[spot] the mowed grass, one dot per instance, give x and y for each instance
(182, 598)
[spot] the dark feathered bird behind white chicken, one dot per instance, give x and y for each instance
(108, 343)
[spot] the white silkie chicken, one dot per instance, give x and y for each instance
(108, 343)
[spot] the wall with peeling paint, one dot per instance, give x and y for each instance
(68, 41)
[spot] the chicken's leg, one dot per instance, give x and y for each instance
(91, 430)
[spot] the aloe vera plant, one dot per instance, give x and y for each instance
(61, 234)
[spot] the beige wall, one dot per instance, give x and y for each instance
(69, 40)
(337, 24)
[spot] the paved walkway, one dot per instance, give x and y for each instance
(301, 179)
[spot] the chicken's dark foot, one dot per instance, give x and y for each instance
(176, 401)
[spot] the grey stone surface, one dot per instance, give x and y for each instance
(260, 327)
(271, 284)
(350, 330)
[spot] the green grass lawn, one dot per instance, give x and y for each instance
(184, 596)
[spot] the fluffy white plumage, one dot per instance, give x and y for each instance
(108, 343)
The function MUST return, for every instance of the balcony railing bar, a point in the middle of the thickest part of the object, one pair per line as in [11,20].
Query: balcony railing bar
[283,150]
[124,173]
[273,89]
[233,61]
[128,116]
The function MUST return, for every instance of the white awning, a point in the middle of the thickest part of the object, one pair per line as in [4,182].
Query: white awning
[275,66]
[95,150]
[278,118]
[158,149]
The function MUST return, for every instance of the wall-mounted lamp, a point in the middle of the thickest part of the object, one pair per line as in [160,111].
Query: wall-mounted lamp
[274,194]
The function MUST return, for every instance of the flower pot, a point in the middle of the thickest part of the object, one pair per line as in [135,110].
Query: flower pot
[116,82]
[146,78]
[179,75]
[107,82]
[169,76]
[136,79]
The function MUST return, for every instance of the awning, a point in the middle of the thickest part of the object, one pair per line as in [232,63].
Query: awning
━━━━━━
Print nothing but the lines from the one that contains "Query: balcony railing bar" to the final line of the data, both included, exactly as they read.

Query: balcony railing bar
[283,150]
[124,173]
[273,89]
[233,61]
[128,116]
The function MUST return, for every instance of the white awning, a point in the middle of the thickest part of the object, one pair per line as in [4,182].
Query: white awning
[275,66]
[95,150]
[278,118]
[158,149]
The function MUST return, for every instance of the wall-mounted lamp, a point in the middle of the thickest part of the object, one pair per line as in [160,111].
Query: wall-mounted lamp
[274,194]
The function MUST return, for every instance of the flower pot, a point in the middle of the thickest part of the object, one pair per line as in [135,110].
Query: flower pot
[116,82]
[146,78]
[179,75]
[107,82]
[169,76]
[136,79]
The function MUST return, for every instance of the awning, a point in the middle of the thickest part of the object, one pair per line as in [232,63].
Query: awning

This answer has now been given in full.